+++ Exercise inputs

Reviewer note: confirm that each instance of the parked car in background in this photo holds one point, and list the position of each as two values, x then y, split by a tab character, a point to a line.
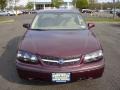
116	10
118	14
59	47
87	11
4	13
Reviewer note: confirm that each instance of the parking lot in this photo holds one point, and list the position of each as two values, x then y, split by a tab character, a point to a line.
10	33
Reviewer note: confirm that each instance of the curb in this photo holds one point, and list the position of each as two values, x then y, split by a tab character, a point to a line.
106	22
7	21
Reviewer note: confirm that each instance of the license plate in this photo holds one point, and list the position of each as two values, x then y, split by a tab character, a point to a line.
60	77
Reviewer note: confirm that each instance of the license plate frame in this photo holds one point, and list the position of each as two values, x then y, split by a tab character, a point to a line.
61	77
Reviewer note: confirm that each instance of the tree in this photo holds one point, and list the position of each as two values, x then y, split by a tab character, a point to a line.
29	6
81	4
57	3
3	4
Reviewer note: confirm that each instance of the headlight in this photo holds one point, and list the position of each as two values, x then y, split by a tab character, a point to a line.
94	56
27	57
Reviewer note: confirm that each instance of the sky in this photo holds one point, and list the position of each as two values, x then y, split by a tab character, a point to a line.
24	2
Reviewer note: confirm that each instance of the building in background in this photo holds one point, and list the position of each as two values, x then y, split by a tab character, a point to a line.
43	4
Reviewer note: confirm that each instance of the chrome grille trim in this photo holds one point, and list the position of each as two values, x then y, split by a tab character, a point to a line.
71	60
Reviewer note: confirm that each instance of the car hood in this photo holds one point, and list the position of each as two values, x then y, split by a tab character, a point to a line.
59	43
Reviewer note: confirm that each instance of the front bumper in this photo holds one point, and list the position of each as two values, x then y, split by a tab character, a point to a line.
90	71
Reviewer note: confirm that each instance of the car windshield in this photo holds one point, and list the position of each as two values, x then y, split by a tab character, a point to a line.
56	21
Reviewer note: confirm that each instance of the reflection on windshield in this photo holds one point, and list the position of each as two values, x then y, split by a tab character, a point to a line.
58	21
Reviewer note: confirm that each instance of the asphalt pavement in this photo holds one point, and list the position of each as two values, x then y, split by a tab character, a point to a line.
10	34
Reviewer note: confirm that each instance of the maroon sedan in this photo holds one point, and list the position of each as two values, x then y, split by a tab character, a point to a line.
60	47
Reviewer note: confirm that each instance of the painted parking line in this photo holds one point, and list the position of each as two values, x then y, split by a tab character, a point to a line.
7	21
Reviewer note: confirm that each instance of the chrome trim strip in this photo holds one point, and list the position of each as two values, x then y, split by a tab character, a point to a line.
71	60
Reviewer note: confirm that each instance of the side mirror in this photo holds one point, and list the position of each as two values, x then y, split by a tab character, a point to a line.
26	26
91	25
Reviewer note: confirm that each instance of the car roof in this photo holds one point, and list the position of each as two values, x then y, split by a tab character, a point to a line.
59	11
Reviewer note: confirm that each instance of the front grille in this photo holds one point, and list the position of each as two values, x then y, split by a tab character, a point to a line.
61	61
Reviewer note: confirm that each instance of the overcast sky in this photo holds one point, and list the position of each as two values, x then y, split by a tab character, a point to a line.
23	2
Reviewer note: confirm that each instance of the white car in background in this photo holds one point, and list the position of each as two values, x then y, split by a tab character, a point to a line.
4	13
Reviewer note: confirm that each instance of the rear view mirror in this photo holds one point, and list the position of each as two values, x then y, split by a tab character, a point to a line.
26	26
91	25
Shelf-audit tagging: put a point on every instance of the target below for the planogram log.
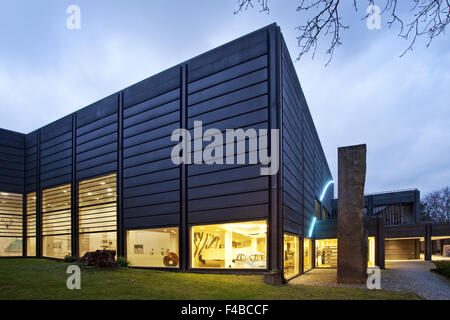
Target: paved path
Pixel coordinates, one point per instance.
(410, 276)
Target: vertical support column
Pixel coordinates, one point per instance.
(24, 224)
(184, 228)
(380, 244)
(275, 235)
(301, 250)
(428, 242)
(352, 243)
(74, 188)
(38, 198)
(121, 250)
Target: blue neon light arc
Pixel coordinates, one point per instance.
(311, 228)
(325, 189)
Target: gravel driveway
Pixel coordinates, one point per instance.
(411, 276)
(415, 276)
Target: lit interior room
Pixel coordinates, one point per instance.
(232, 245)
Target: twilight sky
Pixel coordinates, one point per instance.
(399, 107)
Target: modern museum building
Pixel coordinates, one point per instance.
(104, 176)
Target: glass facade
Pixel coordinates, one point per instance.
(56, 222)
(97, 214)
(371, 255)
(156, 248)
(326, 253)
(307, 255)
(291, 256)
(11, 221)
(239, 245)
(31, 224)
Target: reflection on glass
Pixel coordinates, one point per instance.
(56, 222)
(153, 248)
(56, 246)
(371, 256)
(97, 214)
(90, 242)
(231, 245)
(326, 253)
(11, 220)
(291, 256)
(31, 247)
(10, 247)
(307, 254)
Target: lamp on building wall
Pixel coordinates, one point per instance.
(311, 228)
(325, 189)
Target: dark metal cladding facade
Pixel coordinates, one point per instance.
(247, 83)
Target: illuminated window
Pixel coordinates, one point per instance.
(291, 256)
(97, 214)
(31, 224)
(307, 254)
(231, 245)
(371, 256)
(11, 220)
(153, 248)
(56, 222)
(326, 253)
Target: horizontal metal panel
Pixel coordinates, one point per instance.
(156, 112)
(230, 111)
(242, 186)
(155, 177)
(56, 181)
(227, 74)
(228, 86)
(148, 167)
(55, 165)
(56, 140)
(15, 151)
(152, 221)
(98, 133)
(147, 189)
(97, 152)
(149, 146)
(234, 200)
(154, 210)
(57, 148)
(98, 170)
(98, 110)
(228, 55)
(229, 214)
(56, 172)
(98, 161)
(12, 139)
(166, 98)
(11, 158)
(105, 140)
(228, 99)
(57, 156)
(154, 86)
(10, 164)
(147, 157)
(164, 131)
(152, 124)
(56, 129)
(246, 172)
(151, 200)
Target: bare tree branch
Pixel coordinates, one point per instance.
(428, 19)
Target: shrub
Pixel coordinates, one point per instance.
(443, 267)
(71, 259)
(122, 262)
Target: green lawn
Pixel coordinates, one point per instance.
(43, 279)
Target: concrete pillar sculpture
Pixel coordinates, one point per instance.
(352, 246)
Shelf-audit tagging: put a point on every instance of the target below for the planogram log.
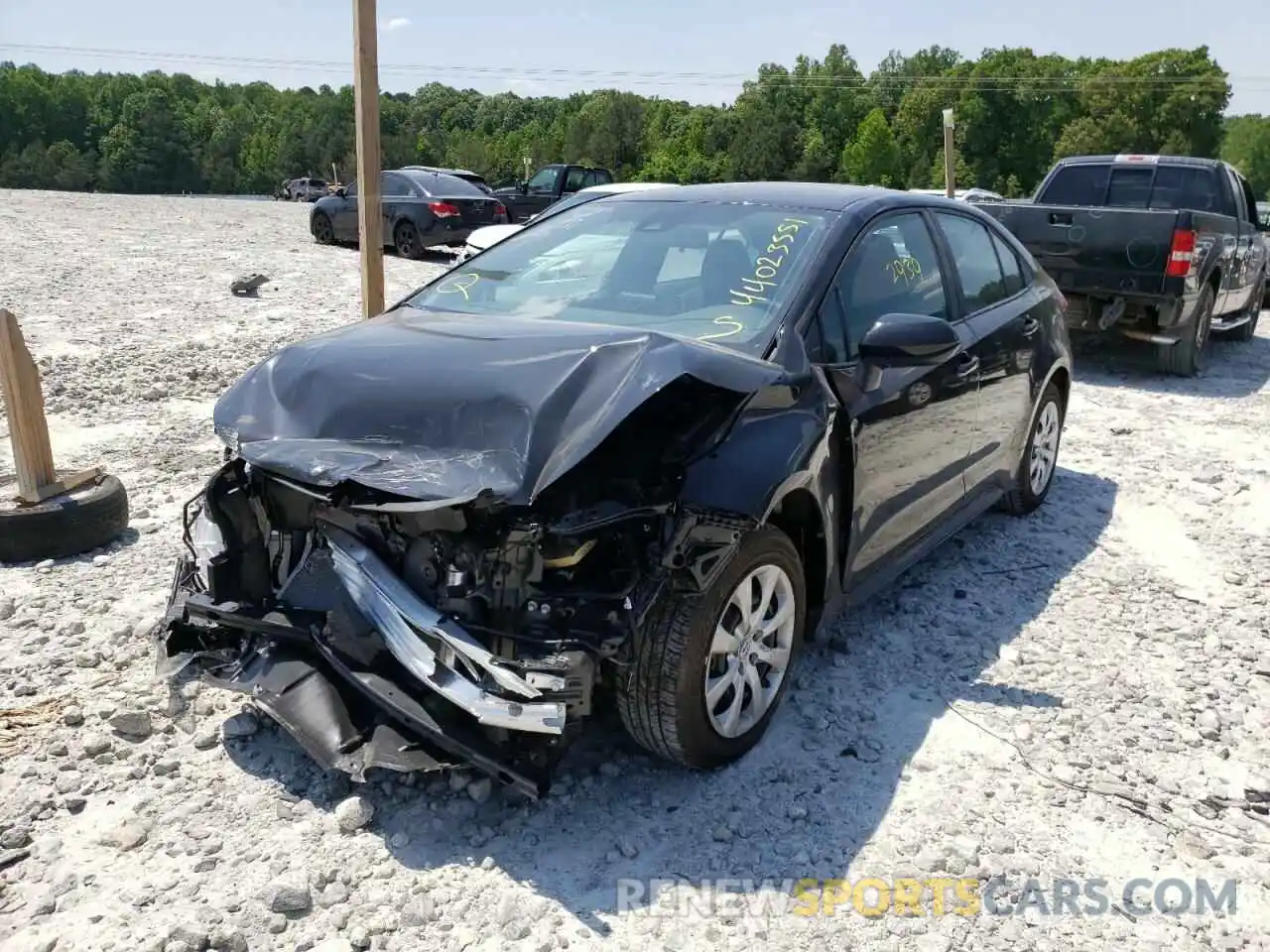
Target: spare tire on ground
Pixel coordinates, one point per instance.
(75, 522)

++++++
+++ Exercise inputs

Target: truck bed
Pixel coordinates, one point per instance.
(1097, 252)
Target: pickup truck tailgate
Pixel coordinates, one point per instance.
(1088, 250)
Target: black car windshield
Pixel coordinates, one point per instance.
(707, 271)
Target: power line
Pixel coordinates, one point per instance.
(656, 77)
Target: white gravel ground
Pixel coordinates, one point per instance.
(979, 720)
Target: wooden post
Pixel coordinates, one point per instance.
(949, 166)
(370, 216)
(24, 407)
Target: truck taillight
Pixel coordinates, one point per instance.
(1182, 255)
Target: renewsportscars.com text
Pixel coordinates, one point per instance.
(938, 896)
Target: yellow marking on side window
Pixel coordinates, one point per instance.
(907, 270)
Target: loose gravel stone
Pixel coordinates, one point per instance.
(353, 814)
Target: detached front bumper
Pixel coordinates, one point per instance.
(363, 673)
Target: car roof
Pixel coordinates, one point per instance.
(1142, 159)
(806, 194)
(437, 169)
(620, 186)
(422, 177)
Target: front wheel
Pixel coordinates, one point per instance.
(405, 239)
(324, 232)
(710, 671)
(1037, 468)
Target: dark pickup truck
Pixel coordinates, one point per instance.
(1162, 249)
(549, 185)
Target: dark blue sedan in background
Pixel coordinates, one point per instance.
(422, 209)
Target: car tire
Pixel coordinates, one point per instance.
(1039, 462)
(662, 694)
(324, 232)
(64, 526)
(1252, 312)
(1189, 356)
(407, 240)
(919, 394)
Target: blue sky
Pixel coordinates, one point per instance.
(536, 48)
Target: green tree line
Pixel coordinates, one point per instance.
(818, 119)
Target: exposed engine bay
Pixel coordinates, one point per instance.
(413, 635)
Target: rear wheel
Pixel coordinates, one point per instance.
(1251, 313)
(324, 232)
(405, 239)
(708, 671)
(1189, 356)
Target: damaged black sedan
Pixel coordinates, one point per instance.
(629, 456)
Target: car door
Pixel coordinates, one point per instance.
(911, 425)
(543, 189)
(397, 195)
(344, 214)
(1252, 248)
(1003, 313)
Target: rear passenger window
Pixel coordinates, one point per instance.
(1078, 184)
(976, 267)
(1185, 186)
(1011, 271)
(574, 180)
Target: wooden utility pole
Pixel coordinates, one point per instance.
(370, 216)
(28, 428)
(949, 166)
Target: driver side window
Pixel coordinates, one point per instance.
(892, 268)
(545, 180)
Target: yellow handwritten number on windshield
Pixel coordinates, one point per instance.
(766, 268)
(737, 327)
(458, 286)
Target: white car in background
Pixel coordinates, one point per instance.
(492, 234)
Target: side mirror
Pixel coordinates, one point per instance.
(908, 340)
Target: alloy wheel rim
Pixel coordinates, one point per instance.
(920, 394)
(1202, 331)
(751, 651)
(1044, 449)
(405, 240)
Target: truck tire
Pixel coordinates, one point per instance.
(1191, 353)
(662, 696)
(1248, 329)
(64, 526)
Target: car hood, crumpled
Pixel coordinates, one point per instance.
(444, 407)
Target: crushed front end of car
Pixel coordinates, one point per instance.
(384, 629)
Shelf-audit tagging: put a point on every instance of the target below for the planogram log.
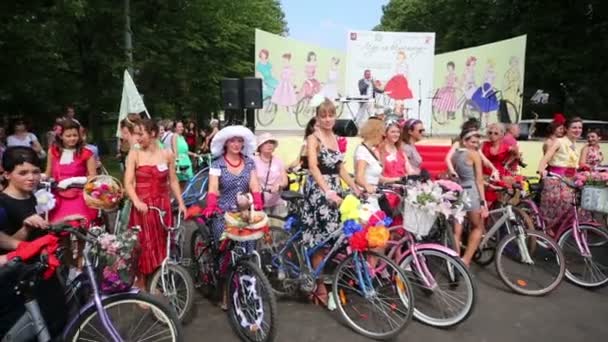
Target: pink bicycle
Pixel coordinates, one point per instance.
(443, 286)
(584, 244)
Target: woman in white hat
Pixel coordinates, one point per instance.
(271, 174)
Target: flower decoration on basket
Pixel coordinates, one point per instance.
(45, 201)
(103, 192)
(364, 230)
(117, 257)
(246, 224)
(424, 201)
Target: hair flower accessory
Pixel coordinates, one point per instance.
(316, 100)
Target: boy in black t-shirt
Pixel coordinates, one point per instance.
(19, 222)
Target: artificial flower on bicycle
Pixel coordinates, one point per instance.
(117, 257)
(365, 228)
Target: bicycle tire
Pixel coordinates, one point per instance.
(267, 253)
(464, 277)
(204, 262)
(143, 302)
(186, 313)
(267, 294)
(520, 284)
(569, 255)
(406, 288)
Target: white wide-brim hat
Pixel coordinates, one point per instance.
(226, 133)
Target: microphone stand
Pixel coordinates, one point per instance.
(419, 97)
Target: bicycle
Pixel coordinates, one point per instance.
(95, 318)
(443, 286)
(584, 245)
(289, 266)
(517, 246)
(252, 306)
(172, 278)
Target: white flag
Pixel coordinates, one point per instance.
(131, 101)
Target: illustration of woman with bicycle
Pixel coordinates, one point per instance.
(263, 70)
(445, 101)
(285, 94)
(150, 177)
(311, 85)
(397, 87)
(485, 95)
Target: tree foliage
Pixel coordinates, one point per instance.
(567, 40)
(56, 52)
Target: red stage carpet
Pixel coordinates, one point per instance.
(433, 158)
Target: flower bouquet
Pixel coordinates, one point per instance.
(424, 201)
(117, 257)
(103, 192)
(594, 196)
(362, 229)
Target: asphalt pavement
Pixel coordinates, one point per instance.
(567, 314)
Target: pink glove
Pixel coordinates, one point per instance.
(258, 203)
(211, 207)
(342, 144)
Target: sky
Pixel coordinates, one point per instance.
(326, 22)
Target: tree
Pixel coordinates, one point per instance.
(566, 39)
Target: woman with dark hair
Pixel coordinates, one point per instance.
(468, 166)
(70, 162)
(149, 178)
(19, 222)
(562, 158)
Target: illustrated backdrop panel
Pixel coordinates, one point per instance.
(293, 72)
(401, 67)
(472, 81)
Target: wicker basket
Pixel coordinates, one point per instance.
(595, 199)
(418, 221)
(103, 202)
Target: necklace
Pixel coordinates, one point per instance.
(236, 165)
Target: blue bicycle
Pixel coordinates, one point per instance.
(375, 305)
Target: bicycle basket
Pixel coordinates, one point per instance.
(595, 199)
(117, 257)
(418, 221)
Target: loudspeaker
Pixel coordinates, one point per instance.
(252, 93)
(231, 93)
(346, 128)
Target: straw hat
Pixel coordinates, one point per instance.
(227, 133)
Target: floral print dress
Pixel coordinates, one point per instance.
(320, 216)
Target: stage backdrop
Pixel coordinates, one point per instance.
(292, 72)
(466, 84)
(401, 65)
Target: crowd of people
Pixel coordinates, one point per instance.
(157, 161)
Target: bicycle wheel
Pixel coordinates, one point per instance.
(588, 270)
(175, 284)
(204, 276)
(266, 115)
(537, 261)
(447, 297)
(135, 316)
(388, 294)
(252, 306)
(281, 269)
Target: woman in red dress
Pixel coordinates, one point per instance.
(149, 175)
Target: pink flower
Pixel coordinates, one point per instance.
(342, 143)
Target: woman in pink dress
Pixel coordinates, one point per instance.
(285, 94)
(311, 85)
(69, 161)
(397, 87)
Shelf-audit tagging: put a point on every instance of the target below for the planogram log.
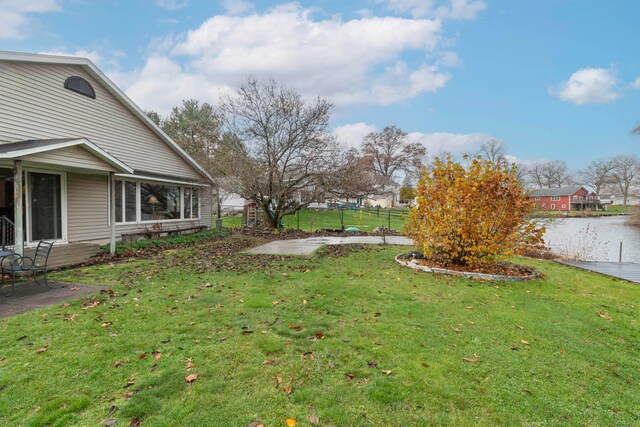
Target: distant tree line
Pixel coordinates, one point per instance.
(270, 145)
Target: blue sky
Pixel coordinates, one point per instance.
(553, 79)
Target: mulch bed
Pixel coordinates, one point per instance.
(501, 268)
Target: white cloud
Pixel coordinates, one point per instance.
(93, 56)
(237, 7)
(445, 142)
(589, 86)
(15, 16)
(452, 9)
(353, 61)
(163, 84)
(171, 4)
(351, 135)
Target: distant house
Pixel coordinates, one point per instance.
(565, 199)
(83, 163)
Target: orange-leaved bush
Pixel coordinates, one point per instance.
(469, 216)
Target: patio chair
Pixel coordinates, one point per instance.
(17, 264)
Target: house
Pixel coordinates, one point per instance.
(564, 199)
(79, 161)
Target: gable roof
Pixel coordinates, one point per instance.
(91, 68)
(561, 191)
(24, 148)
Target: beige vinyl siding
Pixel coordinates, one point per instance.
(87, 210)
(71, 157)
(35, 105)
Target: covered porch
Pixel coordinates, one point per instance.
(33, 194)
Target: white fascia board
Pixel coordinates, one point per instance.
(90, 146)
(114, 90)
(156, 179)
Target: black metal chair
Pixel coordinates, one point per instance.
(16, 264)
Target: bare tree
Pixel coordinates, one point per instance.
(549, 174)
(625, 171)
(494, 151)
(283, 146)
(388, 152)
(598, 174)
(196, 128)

++++++

Exercise requirements >> Using the records above, list each line that includes "chair".

The completed task >>
Target: patio chair
Target: black metal chair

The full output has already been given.